• Exercises to complete:
1 > In the Weebly article, how would you render this sentence in Spanish: "In early 2018, co-founder Dan Veltri left the company to pursue other interests."
2 > According to the Weebly article, why did the founders create software that made it easy for anyone to build a personal website?
3 > Carry on the Weebly article from its last sentence.

• Document excerpt:
────────
Weebly () is a web hosting service, headquartered in San Francisco. Weebly is a subsidiary of Block, Inc.

History
Weebly was founded in 2006 by Chief Executive Officer David Rusenko, Chief Technology Officer Chris Fanini, and former Chief Product Officer Dan Veltri. Rusenko and Fanini both attended the College of Information Sciences and Technology at Pennsylvania State University (Penn State). Veltri attended the university's Smeal College of Business. At the time, Penn State required all students to maintain an Internet portfolio, so they built upon this idea and created software that made it easy for anyone to build a personal website.

Formal development of Weebly began in January 2006. The invitational beta release was announced in June 2006. The official private-beta launched in September 2006.

In 2007, Weebly raised a US$650,000 financing round from several angel investors, including Ron Conway, Steve Anderson, Mike Maples, and Paul Buchheit. In 2011, Weebly raised a growth-stage round from Sequoia Capital and added Roelof Botha to its board of directors. In April 2014, Weebly raised $35 million in Series C funding from Sequoia Capital and Tencent Holdings Ltd.

In early 2018, co-founder Dan Veltri left the company to pursue other interests.

Features 
In March 2007, Weebly re-launched with its "WYSIWYG" editing interface. In 2008 Weebly added "Pro" accounts and Google AdSense monetization features, as well as compatibility with Google Chrome and Safari. In 2010, the company added French, Italian, Spanish, and Chinese languages. In April 2016, Weebly integrated JotForm software on its services. On October 1, 2015, Weebly Carbon was released to allow plugin integration among other features. In 2016, Weebly began to focus in on its ecommerce offerings with the release of Weebly 4 and Weebly Promote, an integrated marketing tool.

As more sellers began using the company, the company created features for one click taxes, integrations with Shippo to streamline the shipping process, Facebook Ad creator, integrated email marketing and lead capture, abandoned cart features, the release of Mobile 5.0 to help sellers run their store from anywhere and deep integrations with Square payment processing.

During its initial startup years, Weebly received criticism for its lack of CSS/HTML editing support, and in 2009 added this functionality.

Offices 
Rusenko stated in August 2013 that the company signed a lease for a  warehouse in San Francisco, based on an expectation of ongoing growth. The new office will house the majority of a global team of 600 employees in 2014 when it moves into the property. As of August 25, 2013, Weebly had 80 employees and was based in an  space in the Pacific Heights area of San Francisco. In October 2015, Weebly announced it would open a Berlin office in late 2015/early 2016 to offer European-based support and marketing.
────────
• Dataset:
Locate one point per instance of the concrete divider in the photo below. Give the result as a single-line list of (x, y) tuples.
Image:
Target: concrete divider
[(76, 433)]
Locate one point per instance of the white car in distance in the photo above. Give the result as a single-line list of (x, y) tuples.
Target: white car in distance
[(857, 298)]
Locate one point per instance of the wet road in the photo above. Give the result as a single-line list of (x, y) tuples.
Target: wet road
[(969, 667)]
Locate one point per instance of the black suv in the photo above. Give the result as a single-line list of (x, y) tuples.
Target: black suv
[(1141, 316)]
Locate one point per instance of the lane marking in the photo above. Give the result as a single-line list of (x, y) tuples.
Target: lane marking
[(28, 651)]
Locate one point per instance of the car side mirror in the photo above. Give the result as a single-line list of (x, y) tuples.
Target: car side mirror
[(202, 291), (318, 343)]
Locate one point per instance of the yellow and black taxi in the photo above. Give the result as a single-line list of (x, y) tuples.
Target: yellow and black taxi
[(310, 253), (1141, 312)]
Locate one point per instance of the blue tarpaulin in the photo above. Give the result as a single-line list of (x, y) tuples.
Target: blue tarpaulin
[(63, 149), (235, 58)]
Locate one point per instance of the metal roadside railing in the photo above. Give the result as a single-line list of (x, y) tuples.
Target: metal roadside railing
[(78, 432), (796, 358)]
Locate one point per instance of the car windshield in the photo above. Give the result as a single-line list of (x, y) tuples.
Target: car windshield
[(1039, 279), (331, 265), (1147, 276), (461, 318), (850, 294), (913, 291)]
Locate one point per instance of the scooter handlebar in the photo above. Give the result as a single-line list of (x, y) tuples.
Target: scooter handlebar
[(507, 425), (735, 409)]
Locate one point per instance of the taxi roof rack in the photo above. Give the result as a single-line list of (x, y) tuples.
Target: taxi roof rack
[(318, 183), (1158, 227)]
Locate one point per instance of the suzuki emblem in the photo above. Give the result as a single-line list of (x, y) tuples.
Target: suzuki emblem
────────
• Answers for the tasks:
1 > A principios de 2018, el cofundador Dan Veltri dejó la empresa para dedicarse a otros intereses.

2 > At the time, Penn State required all of its students to maintain an Internet portfolio. The founders built on that idea and made software that let anyone create a personal website easily.

3 >
Acquisition by Square
On April 26, 2018, Square, Inc. (now known as Block, Inc.) announced it would acquire Weebly for approximately $365 million in cash and stock. On acquisition in April 2018, Weebly had "millions of customers and more than 625,000 paid subscribers. The Weebly acquisition was completed on June 4, 2018.

Product
Weebly's free online website creator uses a widget-based site builder that operates in the web browser. All the site elements are drag-and-drop, and it automatically generates a mobile version of each website. Storage is unlimited, but the service restricts individual file sizes.  Consumers are given the option to have any url ending in .weebly.com, .com, .net, .org, .co, .info, or .us.  (example.weebly.com)

Android and iPhone apps are available that allow users to monitor their website traffic statistics, update blog posts and respond to comments, and add or update products if the user has an e-commerce online store. Basic features for blogging and e-Commerce are supported: as of 2018, site owners could develop simple stores with payments through either PayPal, Stripe or Authorize.net. Users can choose to incorporate advertisements in their pages, and visitor statistics can be tracked through an in-house tracking tool or Google Analytics. Weebly also has integrated newsletter marketing features.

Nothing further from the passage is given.